*Task:* Output only the span of lines that begins at the line containing "white hard hat with logo -> point" and ends at the last line of the data, both included, exactly as they appear.

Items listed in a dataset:
|---|

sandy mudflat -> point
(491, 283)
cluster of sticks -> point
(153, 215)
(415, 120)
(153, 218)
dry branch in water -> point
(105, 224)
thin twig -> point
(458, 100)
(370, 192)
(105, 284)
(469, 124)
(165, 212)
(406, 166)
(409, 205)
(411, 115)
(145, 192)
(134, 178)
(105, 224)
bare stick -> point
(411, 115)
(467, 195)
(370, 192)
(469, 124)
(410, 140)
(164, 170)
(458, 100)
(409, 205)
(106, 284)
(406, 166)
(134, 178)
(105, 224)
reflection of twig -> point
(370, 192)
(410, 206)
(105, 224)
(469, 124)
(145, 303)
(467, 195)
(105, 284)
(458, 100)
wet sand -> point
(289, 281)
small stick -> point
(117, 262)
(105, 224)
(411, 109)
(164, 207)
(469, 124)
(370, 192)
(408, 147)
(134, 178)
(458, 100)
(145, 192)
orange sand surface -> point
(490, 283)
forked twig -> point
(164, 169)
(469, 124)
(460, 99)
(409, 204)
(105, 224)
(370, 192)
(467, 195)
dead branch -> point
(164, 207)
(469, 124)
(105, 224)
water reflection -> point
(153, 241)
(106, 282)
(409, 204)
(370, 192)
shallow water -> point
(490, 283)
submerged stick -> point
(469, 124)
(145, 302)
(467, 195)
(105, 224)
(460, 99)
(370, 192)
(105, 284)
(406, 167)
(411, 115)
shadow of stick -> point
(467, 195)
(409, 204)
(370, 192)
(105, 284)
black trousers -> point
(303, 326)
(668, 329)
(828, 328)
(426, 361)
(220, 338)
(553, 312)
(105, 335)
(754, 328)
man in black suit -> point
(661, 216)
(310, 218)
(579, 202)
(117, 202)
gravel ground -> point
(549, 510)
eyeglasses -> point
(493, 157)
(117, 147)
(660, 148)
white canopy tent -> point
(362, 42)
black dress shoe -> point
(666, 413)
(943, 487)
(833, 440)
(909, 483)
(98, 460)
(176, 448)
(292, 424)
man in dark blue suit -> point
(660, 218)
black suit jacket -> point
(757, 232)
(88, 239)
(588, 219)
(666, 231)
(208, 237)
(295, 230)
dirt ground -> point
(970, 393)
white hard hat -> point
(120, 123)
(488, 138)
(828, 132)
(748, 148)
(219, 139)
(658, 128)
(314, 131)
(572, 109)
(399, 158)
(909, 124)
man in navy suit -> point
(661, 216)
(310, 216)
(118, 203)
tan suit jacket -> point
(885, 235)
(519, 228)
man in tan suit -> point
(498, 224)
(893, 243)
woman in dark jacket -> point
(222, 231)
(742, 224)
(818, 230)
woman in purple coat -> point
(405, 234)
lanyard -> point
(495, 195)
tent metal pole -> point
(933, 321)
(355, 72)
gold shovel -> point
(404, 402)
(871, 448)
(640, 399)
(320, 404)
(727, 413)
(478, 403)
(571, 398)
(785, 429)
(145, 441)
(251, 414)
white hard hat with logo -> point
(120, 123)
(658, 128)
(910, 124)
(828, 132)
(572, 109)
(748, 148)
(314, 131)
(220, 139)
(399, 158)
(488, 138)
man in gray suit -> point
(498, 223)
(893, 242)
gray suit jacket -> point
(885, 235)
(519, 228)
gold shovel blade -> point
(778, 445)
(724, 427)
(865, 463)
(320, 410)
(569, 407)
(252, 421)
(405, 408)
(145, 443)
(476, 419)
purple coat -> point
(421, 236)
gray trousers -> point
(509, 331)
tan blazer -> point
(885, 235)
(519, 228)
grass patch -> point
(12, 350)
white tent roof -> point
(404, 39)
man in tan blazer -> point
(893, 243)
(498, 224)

|---|

*Final result:*
white hard hat with logo -> point
(120, 123)
(658, 128)
(910, 124)
(828, 132)
(572, 109)
(748, 148)
(314, 131)
(220, 139)
(399, 158)
(488, 138)
man in gray suit -> point
(498, 223)
(893, 242)
gray suit jacket -> point
(885, 235)
(519, 228)
gold shovel blade -> point
(778, 445)
(724, 427)
(865, 463)
(320, 410)
(569, 407)
(252, 421)
(405, 408)
(145, 443)
(476, 419)
purple coat -> point
(421, 236)
gray trousers -> point
(509, 331)
tan blazer -> point
(885, 235)
(519, 228)
grass patch -> point
(12, 350)
white tent roof -> point
(404, 39)
man in tan blazer -> point
(893, 243)
(498, 224)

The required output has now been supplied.